**SELECTED EXTRACT**
----

Priit Juho Vesilind (born 4 January 1943) is an Estonian and American senior writer and photojournalist of National Geographic magazine and an author of nonfiction.

Early life and education
Vesilind was born in Tallinn. In 1944, when he was one and a half, his mother Aino took him and his brother Aarne and fled to Czechoslovakia. The family was fleeing the Soviet occupation of his homeland during World War II. Later, his father Paul Eduard Vesilind rejoined his wife and children and they spent the next five years after the war in displaced persons camps in Geislingen, West Germany. In 1949 the family emigrated to the United States of America. He spent his childhood in Beaver, a small town in Western Pennsylvania. He is a 1964 graduate of the liberal arts college of Colgate University, located in the town of Hamilton in Madison County, New York, earning a BA in English and then an MA in Communications Photography from Syracuse University.

----

**MATERIAL SHOWN**

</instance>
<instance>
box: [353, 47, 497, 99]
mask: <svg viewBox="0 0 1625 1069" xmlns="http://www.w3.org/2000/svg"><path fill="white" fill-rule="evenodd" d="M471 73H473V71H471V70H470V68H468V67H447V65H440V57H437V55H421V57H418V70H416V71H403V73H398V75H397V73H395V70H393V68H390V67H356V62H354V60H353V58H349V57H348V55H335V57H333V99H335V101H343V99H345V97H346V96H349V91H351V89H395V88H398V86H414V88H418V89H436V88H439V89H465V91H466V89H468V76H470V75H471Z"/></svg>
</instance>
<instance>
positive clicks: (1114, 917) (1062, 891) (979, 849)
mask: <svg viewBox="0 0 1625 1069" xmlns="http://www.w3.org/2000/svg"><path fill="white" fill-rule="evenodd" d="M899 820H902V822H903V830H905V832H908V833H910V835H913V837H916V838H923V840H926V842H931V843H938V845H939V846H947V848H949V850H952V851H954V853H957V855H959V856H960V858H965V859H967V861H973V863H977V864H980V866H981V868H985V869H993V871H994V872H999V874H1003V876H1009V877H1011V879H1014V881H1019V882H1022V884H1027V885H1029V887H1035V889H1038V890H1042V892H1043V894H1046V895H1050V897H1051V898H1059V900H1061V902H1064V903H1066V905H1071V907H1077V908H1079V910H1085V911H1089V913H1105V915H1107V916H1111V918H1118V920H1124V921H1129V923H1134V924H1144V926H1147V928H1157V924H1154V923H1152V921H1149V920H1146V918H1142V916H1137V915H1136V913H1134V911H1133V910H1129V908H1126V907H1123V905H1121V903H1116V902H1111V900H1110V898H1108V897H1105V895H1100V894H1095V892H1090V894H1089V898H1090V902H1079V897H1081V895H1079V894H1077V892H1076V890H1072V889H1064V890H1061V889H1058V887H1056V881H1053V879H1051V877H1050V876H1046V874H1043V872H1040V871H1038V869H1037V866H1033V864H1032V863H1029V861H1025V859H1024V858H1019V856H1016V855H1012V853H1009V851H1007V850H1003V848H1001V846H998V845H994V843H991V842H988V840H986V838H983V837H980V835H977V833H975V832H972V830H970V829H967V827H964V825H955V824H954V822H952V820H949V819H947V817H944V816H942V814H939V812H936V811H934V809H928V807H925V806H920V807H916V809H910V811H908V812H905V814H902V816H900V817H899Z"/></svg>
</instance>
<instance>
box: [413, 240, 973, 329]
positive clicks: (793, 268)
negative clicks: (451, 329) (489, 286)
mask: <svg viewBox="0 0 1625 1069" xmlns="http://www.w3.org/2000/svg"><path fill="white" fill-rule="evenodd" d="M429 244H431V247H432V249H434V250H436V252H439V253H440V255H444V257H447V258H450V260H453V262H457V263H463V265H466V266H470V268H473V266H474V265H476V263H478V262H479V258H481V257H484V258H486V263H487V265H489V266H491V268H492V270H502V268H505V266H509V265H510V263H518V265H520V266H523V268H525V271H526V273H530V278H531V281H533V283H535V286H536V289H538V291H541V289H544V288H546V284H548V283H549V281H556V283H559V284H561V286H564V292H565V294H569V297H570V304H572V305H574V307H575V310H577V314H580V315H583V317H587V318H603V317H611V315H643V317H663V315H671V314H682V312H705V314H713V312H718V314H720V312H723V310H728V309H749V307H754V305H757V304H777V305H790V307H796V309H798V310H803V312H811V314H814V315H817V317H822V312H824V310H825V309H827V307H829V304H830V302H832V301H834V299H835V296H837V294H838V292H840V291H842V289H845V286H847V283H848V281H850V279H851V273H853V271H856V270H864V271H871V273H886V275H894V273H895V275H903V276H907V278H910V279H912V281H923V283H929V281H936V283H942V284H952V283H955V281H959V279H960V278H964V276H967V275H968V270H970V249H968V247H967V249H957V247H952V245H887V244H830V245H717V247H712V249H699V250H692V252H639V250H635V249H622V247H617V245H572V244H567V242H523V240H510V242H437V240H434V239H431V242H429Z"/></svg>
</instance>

----

**TASK DIRECTIONS**
Pick up the Priit Vesilind biography after its last sentence and keep writing it.

**REPLY TO THE TASK**
Career
Prior to working for National Geographic, Vesilind served as a lieutenant in the United States Naval Reserve, stationed at the Naval Communications Station, Hawaii. He was a reporter and editor for the Atlanta Journal, the Syracuse Herald Tribune, and the Providence Journal. Vesilind's career at National Geographic spanned more than thirty years and he rose to the position of the magazine's Expedition's Editor and Senior Writer.

Vesilind currently works as a freelance editor, writer, and photographer and lives with his wife, Rima, in Manassas, Virginia, USA.

Awards
In 2004, Former Estonian President Lennart Meri presented Vesilind with the Order of the White Star, Third Class.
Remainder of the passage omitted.